▶ Aim of the task: The records should be written out in full, with nothing altered.

▶ Stored rows:
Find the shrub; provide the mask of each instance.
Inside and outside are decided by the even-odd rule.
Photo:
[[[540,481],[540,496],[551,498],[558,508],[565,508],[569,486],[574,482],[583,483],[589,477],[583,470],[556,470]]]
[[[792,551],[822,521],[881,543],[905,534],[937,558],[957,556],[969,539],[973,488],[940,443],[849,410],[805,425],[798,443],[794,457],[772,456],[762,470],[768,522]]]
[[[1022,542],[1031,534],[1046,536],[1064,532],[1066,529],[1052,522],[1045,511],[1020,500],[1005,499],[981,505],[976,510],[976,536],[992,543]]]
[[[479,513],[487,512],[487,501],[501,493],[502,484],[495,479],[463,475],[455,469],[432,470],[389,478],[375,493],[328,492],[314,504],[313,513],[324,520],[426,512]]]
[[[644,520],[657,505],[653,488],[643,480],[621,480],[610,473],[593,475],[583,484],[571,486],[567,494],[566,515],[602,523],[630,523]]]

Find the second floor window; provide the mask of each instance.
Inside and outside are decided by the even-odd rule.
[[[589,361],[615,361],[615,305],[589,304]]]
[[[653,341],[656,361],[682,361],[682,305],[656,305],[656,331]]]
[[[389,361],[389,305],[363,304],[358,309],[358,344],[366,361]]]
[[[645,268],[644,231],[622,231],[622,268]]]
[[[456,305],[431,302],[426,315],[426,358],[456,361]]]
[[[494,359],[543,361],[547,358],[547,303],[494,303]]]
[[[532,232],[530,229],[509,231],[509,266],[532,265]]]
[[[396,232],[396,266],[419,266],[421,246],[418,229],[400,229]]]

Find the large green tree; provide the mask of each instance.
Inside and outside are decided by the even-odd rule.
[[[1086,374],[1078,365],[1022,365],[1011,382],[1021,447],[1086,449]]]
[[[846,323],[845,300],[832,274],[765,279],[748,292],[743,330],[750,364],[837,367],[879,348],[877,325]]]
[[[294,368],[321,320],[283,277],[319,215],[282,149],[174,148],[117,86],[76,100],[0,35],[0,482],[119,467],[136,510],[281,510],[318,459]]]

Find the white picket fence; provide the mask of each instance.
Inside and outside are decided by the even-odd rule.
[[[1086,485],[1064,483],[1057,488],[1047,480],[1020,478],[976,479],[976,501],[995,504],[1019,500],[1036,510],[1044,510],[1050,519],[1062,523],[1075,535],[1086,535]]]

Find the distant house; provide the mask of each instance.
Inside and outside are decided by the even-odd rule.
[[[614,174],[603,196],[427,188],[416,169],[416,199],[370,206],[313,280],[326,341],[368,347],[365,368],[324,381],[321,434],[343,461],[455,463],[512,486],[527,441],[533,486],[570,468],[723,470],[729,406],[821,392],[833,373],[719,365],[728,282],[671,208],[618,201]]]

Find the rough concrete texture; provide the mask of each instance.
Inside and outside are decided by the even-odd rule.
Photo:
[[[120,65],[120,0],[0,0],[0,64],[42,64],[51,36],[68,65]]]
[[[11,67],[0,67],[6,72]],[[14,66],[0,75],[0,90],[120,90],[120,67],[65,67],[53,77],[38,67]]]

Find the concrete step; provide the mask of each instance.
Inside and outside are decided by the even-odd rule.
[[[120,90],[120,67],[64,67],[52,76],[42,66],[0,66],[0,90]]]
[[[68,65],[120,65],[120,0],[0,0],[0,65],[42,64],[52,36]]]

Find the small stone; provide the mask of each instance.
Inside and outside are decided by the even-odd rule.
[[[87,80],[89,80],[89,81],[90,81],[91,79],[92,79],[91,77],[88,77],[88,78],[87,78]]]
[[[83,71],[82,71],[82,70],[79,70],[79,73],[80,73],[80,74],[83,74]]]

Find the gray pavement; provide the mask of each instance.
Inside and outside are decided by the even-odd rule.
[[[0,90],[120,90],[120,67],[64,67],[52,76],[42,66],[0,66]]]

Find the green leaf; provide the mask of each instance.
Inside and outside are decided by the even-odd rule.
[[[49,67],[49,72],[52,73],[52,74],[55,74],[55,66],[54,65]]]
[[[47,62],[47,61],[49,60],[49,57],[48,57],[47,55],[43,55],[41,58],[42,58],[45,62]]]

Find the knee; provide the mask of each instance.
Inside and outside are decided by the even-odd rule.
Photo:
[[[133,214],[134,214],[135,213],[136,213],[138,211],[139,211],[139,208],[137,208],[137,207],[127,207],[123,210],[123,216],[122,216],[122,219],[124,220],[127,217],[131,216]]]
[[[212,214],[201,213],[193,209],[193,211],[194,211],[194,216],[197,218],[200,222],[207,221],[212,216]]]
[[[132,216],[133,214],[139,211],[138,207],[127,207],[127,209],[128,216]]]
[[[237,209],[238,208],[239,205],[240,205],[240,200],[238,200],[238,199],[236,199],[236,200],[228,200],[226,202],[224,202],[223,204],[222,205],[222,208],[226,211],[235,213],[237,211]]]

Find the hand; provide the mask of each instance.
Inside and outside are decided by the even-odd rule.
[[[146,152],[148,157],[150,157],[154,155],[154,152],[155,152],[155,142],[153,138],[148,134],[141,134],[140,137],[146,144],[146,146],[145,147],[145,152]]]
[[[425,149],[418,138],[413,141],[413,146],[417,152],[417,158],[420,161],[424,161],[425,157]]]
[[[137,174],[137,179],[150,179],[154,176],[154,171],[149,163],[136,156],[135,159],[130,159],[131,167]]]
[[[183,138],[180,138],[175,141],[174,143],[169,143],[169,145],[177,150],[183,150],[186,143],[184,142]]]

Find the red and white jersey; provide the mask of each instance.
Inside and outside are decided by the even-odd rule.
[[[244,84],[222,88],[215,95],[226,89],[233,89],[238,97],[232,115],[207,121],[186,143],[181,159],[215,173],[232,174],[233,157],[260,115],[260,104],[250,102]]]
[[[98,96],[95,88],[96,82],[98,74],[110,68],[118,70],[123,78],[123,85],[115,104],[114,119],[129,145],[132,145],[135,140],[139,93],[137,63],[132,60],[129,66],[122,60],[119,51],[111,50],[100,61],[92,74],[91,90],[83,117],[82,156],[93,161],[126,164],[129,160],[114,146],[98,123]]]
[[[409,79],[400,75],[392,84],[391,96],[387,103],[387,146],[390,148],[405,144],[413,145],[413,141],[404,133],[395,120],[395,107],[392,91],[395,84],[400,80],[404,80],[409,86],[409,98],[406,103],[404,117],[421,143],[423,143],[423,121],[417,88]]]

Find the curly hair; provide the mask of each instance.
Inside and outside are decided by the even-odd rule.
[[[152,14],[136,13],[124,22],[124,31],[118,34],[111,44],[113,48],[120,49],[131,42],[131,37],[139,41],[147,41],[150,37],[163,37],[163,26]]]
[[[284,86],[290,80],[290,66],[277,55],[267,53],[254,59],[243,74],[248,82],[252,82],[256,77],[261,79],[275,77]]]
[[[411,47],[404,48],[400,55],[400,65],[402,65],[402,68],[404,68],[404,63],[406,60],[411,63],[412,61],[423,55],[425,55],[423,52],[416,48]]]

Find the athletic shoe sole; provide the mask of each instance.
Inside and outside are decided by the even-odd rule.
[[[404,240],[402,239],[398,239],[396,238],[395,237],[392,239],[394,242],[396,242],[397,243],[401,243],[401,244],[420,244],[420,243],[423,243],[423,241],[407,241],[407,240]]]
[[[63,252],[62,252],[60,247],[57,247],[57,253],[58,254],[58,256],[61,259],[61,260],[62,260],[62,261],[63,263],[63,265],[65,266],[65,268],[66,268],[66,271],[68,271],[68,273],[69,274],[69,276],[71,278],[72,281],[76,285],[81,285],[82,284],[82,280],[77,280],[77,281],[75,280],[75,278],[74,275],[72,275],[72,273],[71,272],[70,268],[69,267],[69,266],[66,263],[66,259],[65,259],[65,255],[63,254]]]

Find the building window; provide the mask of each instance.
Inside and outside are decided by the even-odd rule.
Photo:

▶ The completed task:
Find the shrub; provide the mask of each instance.
Inside and outside are decided by the even-odd rule.
Photo:
[[[540,481],[540,496],[551,498],[558,508],[565,508],[569,486],[574,482],[583,483],[589,477],[583,470],[556,470]]]
[[[792,551],[822,521],[881,543],[905,534],[937,558],[957,556],[969,539],[973,488],[940,443],[849,410],[805,425],[798,443],[794,457],[772,456],[762,470],[768,522]]]
[[[1022,542],[1031,534],[1046,536],[1064,532],[1066,529],[1052,522],[1045,511],[1020,500],[1005,499],[981,505],[976,510],[976,536],[992,543]]]
[[[479,513],[487,512],[487,501],[501,493],[502,484],[495,479],[463,475],[455,469],[432,470],[389,478],[375,493],[328,492],[314,504],[313,513],[324,520],[426,512]]]
[[[644,520],[657,505],[653,488],[643,480],[621,480],[610,473],[593,475],[583,484],[571,486],[567,494],[566,515],[602,523],[630,523]]]

Find the second floor window; provide the mask of each instance.
Inside and outside are decided by the even-odd rule.
[[[589,361],[615,361],[615,305],[589,304]]]
[[[653,341],[656,361],[682,361],[682,305],[656,305],[656,331]]]
[[[389,361],[389,305],[363,304],[358,309],[358,344],[366,361]]]
[[[645,268],[644,231],[622,231],[622,268]]]
[[[456,305],[431,302],[426,315],[426,358],[456,361]]]
[[[494,359],[543,361],[547,358],[547,303],[494,303]]]
[[[532,232],[530,229],[509,231],[509,266],[532,265]]]
[[[396,232],[396,266],[419,266],[421,246],[418,229],[400,229]]]

Find the large green tree; provide the mask of each instance.
Inside and outside are decided by the even-odd rule.
[[[1086,374],[1078,365],[1022,365],[1011,382],[1021,447],[1086,449]]]
[[[846,323],[845,300],[832,274],[765,279],[748,292],[743,330],[750,364],[837,367],[879,348],[877,325]]]
[[[294,368],[321,320],[283,277],[319,215],[282,149],[174,148],[117,86],[76,100],[0,35],[0,482],[119,467],[136,510],[281,510],[318,459]]]

Find the white picket fence; provide the mask of each instance.
Inside and outside are decided by the even-odd rule.
[[[1086,485],[1064,483],[1057,488],[1047,480],[1020,478],[976,479],[976,501],[995,504],[1019,500],[1036,510],[1044,510],[1050,519],[1062,523],[1075,535],[1086,535]]]

Find the distant house; provide the mask of each instance.
Inside and outside are decided by the even-odd rule.
[[[614,174],[603,196],[427,188],[416,169],[416,199],[370,206],[313,280],[326,341],[368,347],[365,368],[324,381],[321,434],[343,461],[455,463],[512,486],[527,441],[533,486],[570,468],[723,470],[729,406],[821,392],[833,373],[719,365],[728,282],[671,208],[618,201]]]

Find the rough concrete texture; provide the mask of each instance.
Inside and outside are decided by the even-odd rule.
Photo:
[[[120,65],[120,0],[0,0],[0,64],[42,64],[51,36],[68,65]]]
[[[11,67],[0,67],[6,72]],[[14,66],[0,75],[0,90],[120,90],[120,67],[65,67],[53,77],[38,67]]]

Find the concrete step; provide the mask of each instance.
Inside and outside are decided by the even-odd rule.
[[[120,90],[120,67],[64,67],[52,76],[42,66],[0,66],[0,90]]]
[[[68,65],[120,65],[120,0],[0,0],[0,65],[42,64],[52,36]]]

Find the small stone; provide the mask of each instance.
Inside and outside are decided by the even-odd rule.
[[[87,80],[89,80],[89,81],[90,81],[91,79],[92,79],[91,77],[88,77],[88,78],[87,78]]]
[[[83,71],[82,71],[82,70],[79,70],[79,73],[80,73],[80,74],[83,74]]]

Find the gray pavement; provide the mask of each instance.
Inside and outside are decided by the even-odd rule.
[[[0,90],[120,90],[120,67],[64,67],[52,76],[42,66],[0,66]]]

Find the green leaf; provide the mask of each instance.
Inside and outside are decided by the even-odd rule.
[[[49,67],[49,72],[52,73],[52,74],[55,74],[55,66],[54,65]]]
[[[47,62],[47,61],[49,60],[49,57],[48,57],[47,55],[43,55],[41,58],[42,58],[45,62]]]

Find the knee; provide the mask of each instance.
Inside and outside are decided by the even-odd rule.
Photo:
[[[133,214],[134,214],[135,213],[136,213],[138,211],[139,211],[139,208],[137,208],[137,207],[127,207],[123,210],[123,216],[122,216],[122,219],[124,220],[127,217],[131,216]]]
[[[212,214],[201,213],[193,209],[193,211],[194,211],[194,216],[197,218],[200,222],[207,221],[212,216]]]
[[[132,216],[133,214],[139,211],[138,207],[127,207],[127,209],[128,216]]]
[[[237,209],[238,208],[239,205],[240,205],[240,200],[238,200],[238,199],[236,199],[236,200],[228,200],[226,202],[224,202],[223,204],[222,205],[222,208],[226,211],[235,213],[237,211]]]

Find the hand; provide the mask of each instance.
Inside and outside are decided by the even-odd rule.
[[[146,152],[148,157],[150,157],[154,155],[154,152],[155,152],[155,142],[153,138],[148,134],[141,134],[140,137],[146,144],[146,146],[145,147],[145,152]]]
[[[425,149],[418,138],[413,141],[413,146],[417,152],[417,158],[420,161],[424,161],[425,157]]]
[[[137,174],[137,179],[150,179],[154,176],[154,171],[149,163],[136,156],[135,159],[130,159],[131,167]]]
[[[183,138],[180,138],[175,141],[174,143],[169,143],[169,145],[177,150],[183,150],[186,143],[184,142]]]

Find the red and white jersey; provide the mask of each instance.
Inside and outside are decided by the even-odd rule.
[[[244,84],[222,88],[215,95],[226,89],[233,89],[238,97],[232,115],[207,121],[186,143],[181,159],[215,173],[232,174],[233,157],[260,115],[260,104],[250,102]]]
[[[98,96],[95,88],[96,82],[98,74],[110,68],[118,70],[123,78],[123,85],[115,104],[114,119],[129,145],[132,145],[135,140],[139,93],[137,63],[132,60],[129,66],[122,60],[119,51],[111,50],[100,61],[92,74],[91,90],[83,117],[82,156],[93,161],[126,164],[129,160],[114,146],[98,123]]]
[[[409,79],[400,75],[392,84],[391,96],[387,103],[387,146],[390,148],[405,144],[413,145],[413,141],[404,133],[395,120],[395,107],[392,91],[395,84],[400,80],[404,80],[409,86],[409,98],[406,103],[404,117],[421,143],[423,143],[423,121],[417,88]]]

Find the curly hair; provide the mask of each instance.
Inside and outside are decided by the even-odd rule.
[[[152,14],[136,13],[124,22],[124,31],[118,34],[111,44],[113,48],[120,49],[131,42],[131,37],[139,41],[147,41],[150,37],[163,37],[163,26]]]
[[[284,86],[290,80],[290,66],[277,55],[267,53],[254,59],[243,74],[248,82],[252,82],[256,77],[261,79],[275,77]]]
[[[411,47],[404,48],[400,55],[400,65],[402,65],[402,68],[404,68],[404,63],[406,60],[411,63],[412,61],[423,55],[425,55],[423,52],[416,48]]]

Find the athletic shoe sole; provide the mask of each instance.
Inside and outside are decided by the even-odd rule.
[[[404,240],[402,239],[398,239],[396,238],[395,237],[392,239],[394,242],[396,242],[397,243],[401,243],[401,244],[420,244],[420,243],[423,243],[423,241],[407,241],[407,240]]]
[[[63,252],[62,252],[60,247],[57,247],[57,253],[58,254],[58,256],[61,259],[61,260],[62,260],[62,261],[63,263],[63,265],[65,266],[65,268],[66,268],[66,271],[68,271],[68,273],[69,274],[69,276],[71,278],[72,281],[76,285],[81,285],[82,284],[82,280],[77,280],[77,281],[75,280],[75,278],[74,275],[72,275],[72,273],[71,272],[70,268],[69,267],[69,266],[66,263],[66,259],[65,259],[65,255],[63,254]]]

Find the building window; provide the mask of each instance.
Inside and outside are decided by the even-odd rule.
Photo:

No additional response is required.